# TUGAS SINGKAT
Salin tanpa perubahan bagian tulisan tentang RUU KUP dari "Kedua, perubahan istilah" sampai "kepatuhan, bukan hukuman.".

# KUTIPAN DOKUMEN

"""

Editors Picks

Jumat, 17 Juni 2016

Menakar progresivitas RUU KUP



Pemerintah secara resmi telah mengajukan RUU Ketentuan Umum dan Tata Cara Perpajakan (RUU KUP) kepada DPR. Pengajuan ini menandai babak baru reformasi pajak yang sejak lama diharapkan cepat bergulir. Pertanyaannya, apakah substansi RUU ini telah sungguh menjamin arah baru sistem perpajakan dan dapat menjadi pandu bagi reformasi yang dicita-citakan?

RUU KUP yang diajukan Pemerintah adalah RUU yang sama sekali baru, menggantikan UU KUP yang selama ini berlaku (UU No 6/1983 sebagaimana diubah terakhir dengan UU No 16/2009). Kebaruan tampak pada jumlah bab dan pasal yang mencapai 23 bab dan 129 pasal. Bandingkan dengan UU KUP yang saat ini berlaku, 9 bab dan 44 pasal.

Terdapat beberapa perubahan mendasar dalam RUU KUP. Pertama, sistematika yang lebih baik karena sekuensial, isi undang-undang disesuaikan dengan prosedur adminstrasi perpajakan yang umumnya dilalui wajib pajak. Hal ini membuat UU mudah dipahami, dengan urutan pendaftaran, pembukuan, pembayaran, pelaporan, pemeriksaan, dan sengketa.

Kedua, perubahan istilah baru seperti wajib pajak menjadi pembayar pajak, NPWP menjadi NIPP, Ditjen Pajak menjadi Lembaga, dan lainnya. Nuansa egaliter ingin ditonjolkan dengan penyebutan pembayar pajak. Ketiga, perubahan tentang sanksi administrasi. Jika dulu dibedakan bunga, denda, dan kenaikan, kini hanya disebut sanksi administratif. Besaran sanksi dibedakan antara terlambat dan tidak/kurang bayar, dan diturunkan serta menegaskan fungsi sanksi sebagai pendorong kepatuhan, bukan hukuman.

Keempat, kembali ke UU KUP lama, pengajuan keberatan tidak menunda kewajiban membayar pajak dan pelaksanaan penagihan pajak. Kelima, penguatan peran penegakan hukum, mencakup perluasan kewenangan penyidik yaitu penangkapan, penyitaan, dan penghentian penyidikan. Sanksi administratif pun dibedakan lebih jelas dari sanksi pidana dan pembedaan rumusan delik formal dan delik material dipertegas. Keenam, penegasan peran data dan partisipasi masyarakat dalam penegakan hukum. Dan ketujuh, transformasi kelembagaan yang memisahkan Ditjen Pajak dari Kemkeu melalui pembentukan lembaga baru.

"""

# BAHAN TERKUMPUL
"""

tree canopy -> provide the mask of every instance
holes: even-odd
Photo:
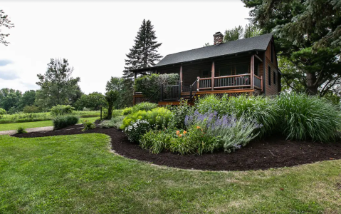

"""

# JAWABAN LATIHAN
Kedua, perubahan istilah baru seperti wajib pajak menjadi pembayar pajak, NPWP menjadi NIPP, Ditjen Pajak menjadi Lembaga, dan lainnya. Nuansa egaliter ingin ditonjolkan dengan penyebutan pembayar pajak. Ketiga, perubahan tentang sanksi administrasi. Jika dulu dibedakan bunga, denda, dan kenaikan, kini hanya disebut sanksi administratif. Besaran sanksi dibedakan antara terlambat dan tidak/kurang bayar, dan diturunkan serta menegaskan fungsi sanksi sebagai pendorong kepatuhan, bukan hukuman.